**Reading text:**

## start

© Museum of London
"Dickens," says the curator of this exhibition, Alex Werner, "fits well with a Christmas opening." Given that one of Dickens's most famous works is A Christmas Carol, he's right.
However, those familiar with Dickens's work will know that his world was not full of the jollity and happy families we like to associate with Christmas, and visitors should not expect a cheery exhibition.
What they can expect is a powerful, comprehensive guide to Victorian London and Dickens's relationship with it.
The entrance display tells us that Dickens called the city his "magic lantern" – a plethora of images and experiences that projected into his extraordinary imagination and helped him become, in the words of journalist Walter Bagehot, London’s "special correspondent for posterity".
The exhibition space is large, and there are too many individual objects to do justice in this review to the collection that the museum has managed to amass.
Werner says the curators chose exhibits which had the closest links with Dickens; everything here has a clear link, but one suspects the available material could comfortably fill a space at least twice the size.
There are exhibits worth mentioning specifically, because they're almost worth the entry price on their own.
Dickens's writing desk forms part of an audio-visual display that's complemented by Robert W Buss's unfinished painting Dickens’s Dream – the painting portrays Dickens asleep in a chair surrounded by characters from his novels.
Original manuscripts on display include Bleak House, David Copperfield and Great Expectations; one rather lovely design feature is the use of huge letters that hang above the manuscripts.
You can make out some words. Werner says the idea was to "make it seem like the words are forming; the pen is about to hit the paper of the manuscripts".
Divided into "chapters", Dickens and London covers Dickens's home life and childhood, Victorian domestic life, the theatre, industrialisation, criminal justice and death.

## end

**Given instruction a:** In the exhibition review, what did Dickens call London?
The records that follow the review have no connection to it.

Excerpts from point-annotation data
## start

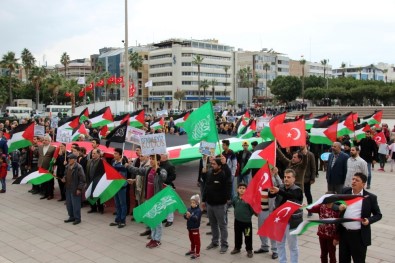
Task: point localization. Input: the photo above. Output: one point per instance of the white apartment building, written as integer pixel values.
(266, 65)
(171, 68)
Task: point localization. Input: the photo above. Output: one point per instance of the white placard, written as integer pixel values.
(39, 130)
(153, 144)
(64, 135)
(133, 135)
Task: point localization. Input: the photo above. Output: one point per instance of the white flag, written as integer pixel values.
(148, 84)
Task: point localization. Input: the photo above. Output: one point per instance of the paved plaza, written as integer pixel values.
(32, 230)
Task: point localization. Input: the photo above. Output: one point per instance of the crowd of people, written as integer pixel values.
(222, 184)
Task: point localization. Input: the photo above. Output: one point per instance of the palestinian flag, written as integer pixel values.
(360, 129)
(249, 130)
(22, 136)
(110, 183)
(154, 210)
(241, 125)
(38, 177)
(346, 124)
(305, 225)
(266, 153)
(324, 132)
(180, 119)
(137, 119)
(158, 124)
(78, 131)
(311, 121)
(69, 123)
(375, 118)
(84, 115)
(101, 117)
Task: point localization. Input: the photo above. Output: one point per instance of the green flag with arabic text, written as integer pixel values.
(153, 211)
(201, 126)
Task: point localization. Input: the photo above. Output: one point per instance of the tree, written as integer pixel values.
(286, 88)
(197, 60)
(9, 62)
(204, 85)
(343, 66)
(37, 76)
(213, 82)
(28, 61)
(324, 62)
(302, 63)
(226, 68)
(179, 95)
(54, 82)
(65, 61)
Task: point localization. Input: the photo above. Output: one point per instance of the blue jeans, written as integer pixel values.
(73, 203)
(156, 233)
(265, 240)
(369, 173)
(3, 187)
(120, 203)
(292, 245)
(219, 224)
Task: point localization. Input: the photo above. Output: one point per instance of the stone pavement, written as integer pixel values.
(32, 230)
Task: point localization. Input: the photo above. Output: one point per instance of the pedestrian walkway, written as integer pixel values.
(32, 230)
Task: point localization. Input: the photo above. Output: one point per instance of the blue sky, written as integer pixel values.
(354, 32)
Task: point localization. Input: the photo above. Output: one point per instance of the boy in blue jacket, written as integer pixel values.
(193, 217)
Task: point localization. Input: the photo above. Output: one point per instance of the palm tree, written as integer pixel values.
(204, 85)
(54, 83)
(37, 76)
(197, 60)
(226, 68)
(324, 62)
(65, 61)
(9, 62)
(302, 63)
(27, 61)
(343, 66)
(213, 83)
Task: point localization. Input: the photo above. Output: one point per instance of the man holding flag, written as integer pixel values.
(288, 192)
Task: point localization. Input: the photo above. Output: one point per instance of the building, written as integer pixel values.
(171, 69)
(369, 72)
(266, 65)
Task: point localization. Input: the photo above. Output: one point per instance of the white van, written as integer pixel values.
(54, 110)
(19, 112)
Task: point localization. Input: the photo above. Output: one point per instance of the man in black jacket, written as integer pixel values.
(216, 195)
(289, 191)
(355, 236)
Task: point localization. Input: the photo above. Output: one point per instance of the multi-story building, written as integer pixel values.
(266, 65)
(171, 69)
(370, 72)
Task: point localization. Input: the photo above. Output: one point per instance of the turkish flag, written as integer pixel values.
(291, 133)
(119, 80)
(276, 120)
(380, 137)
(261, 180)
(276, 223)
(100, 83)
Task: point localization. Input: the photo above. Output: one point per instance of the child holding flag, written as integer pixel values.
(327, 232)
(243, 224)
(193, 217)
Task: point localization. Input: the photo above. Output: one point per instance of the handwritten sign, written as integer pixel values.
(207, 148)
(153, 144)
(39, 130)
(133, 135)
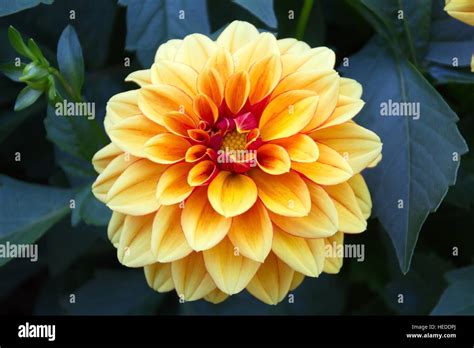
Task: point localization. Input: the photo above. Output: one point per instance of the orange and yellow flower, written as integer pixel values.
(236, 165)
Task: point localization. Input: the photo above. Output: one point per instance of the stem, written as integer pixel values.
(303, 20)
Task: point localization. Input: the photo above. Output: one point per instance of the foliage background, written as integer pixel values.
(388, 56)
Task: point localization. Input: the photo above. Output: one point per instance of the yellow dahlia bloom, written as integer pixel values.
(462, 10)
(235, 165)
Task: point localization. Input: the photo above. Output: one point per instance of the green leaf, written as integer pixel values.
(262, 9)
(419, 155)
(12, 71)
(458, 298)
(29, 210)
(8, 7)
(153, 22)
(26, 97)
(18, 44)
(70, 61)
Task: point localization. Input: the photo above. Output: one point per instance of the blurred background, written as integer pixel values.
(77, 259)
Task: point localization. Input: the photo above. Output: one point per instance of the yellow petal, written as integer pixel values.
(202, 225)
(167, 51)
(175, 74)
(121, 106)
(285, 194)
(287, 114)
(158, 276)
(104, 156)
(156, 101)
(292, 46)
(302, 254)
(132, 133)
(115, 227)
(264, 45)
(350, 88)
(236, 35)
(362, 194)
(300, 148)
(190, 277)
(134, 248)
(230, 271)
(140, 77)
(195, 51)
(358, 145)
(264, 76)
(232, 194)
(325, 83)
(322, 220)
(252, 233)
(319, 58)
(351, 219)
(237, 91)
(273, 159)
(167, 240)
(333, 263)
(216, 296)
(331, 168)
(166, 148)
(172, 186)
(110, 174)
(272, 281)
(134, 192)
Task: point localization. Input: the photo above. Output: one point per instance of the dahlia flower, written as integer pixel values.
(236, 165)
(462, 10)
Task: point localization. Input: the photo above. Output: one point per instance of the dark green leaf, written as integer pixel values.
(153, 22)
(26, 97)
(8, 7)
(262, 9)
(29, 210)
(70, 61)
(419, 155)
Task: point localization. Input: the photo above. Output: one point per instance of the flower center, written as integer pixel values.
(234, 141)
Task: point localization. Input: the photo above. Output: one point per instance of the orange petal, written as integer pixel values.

## end
## start

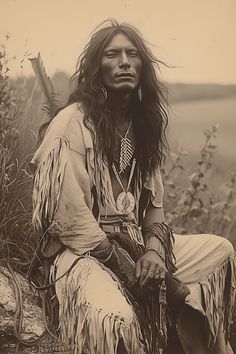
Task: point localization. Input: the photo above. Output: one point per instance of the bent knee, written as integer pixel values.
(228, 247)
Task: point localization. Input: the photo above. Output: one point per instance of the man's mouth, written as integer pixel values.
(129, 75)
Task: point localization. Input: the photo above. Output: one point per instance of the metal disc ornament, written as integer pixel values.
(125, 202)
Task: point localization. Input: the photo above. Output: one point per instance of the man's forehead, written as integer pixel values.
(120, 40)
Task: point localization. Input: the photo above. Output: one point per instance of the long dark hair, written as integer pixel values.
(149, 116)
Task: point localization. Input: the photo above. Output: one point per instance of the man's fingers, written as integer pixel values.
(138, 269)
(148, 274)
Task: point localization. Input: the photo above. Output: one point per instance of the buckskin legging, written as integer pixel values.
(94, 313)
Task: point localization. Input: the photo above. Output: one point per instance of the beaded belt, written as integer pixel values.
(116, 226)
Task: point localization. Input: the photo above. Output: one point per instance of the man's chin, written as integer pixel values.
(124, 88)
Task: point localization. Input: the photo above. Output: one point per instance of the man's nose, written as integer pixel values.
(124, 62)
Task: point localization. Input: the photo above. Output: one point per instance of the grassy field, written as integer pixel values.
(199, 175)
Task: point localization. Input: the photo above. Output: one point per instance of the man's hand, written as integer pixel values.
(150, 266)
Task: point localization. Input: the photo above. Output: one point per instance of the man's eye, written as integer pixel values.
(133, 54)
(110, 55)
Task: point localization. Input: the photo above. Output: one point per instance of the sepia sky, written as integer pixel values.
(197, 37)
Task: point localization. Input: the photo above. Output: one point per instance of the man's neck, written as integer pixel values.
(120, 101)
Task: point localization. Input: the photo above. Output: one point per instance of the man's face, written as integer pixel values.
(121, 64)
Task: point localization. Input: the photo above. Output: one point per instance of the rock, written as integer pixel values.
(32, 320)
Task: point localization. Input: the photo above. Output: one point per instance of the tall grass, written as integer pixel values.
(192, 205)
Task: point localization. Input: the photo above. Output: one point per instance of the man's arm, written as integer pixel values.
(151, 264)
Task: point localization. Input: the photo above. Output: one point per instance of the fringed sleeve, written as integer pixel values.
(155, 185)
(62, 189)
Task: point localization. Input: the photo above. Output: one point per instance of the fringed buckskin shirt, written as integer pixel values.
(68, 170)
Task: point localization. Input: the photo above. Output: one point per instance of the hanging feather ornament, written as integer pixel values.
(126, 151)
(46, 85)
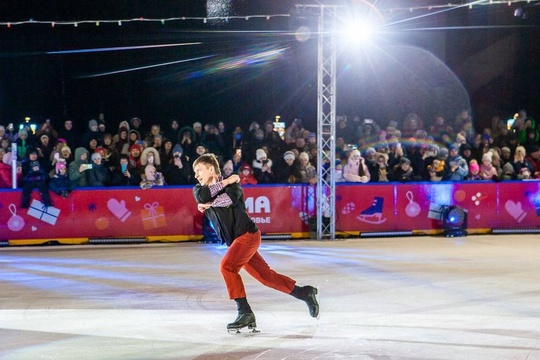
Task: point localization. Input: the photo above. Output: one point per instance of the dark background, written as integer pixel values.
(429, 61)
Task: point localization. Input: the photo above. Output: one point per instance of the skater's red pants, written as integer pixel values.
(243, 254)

## end
## start

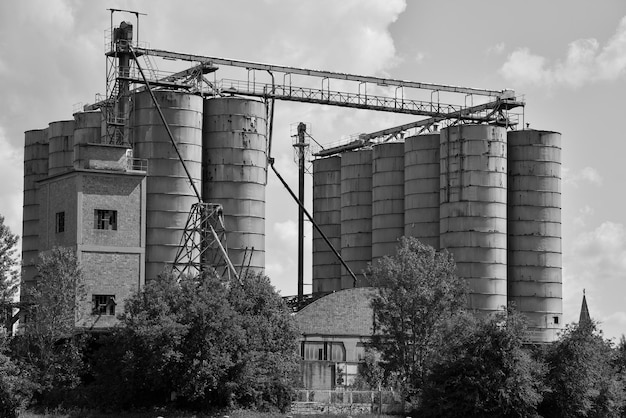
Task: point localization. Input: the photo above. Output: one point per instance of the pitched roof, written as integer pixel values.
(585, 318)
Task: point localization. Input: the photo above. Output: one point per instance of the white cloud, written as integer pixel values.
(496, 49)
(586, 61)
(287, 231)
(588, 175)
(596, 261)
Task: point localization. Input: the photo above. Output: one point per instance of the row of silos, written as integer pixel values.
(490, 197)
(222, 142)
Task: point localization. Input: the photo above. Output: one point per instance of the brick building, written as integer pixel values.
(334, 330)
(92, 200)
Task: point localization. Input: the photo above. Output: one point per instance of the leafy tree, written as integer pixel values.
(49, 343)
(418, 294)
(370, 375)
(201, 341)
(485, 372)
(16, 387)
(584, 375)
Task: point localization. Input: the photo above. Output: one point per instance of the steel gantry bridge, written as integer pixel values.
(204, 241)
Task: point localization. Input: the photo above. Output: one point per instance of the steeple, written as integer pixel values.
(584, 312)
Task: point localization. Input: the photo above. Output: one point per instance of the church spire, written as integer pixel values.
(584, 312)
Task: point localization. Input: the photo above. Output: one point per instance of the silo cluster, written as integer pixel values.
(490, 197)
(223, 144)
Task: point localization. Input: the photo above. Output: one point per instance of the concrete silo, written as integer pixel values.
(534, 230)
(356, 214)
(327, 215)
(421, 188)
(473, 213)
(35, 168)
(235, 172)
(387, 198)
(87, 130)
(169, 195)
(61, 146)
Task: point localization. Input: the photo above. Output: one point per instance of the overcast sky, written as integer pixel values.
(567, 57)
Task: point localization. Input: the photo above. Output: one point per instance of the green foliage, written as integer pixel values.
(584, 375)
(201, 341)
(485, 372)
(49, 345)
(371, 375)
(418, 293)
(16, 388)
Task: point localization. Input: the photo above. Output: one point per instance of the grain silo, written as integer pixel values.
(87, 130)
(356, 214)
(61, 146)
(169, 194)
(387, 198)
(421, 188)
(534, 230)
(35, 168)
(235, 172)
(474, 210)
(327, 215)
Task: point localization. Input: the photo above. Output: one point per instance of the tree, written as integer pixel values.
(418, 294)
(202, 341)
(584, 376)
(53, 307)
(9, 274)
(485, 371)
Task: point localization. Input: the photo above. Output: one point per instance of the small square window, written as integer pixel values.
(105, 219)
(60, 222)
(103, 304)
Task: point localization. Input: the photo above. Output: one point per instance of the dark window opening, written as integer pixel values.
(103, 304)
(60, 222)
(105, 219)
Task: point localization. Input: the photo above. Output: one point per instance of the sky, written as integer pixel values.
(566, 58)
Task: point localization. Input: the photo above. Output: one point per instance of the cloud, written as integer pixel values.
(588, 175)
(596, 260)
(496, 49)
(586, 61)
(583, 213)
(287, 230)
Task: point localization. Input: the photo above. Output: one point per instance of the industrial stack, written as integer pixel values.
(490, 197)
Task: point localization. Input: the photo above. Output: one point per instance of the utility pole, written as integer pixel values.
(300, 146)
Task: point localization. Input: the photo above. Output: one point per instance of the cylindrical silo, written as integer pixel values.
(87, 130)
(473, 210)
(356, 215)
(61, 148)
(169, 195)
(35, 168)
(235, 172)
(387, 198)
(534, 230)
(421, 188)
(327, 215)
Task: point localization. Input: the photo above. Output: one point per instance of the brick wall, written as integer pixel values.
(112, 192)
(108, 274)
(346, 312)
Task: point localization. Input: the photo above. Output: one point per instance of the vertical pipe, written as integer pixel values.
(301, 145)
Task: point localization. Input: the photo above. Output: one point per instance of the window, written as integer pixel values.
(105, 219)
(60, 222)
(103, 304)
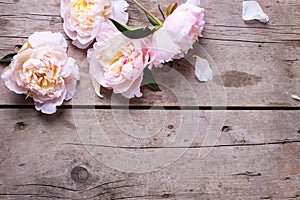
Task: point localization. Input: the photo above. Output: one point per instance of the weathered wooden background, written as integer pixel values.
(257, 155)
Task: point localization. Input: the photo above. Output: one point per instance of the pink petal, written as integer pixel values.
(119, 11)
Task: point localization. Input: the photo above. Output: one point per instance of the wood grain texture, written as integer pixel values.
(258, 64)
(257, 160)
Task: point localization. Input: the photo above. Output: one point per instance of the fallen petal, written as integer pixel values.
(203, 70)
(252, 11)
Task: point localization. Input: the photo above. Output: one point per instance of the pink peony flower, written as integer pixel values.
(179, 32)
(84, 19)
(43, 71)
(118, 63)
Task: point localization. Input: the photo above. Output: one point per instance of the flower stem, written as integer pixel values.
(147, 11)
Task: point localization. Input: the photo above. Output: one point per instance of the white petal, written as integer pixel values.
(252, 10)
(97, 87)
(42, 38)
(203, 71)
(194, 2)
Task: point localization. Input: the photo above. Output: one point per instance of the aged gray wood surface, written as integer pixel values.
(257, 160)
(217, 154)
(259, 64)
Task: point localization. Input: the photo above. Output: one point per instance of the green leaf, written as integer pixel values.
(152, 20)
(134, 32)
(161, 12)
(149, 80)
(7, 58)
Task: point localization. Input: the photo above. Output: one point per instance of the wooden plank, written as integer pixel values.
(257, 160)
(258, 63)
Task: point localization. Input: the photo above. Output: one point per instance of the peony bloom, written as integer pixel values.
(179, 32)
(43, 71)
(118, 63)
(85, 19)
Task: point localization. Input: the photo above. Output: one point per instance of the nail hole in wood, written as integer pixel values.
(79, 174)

## end

**Given instruction b:** Find each line in the records that contains the word "fringed" and copy it out.

**Written response a:** His "magic lantern."

**Written response b:**
Task: point localization. Input: the photo above. Output: one point per instance of the fringed sleeve, written as integer pixel values.
Task: point localization. Input: the photo above. Output: one point per instance of the fringed buckskin shirt, written as integer pixel values.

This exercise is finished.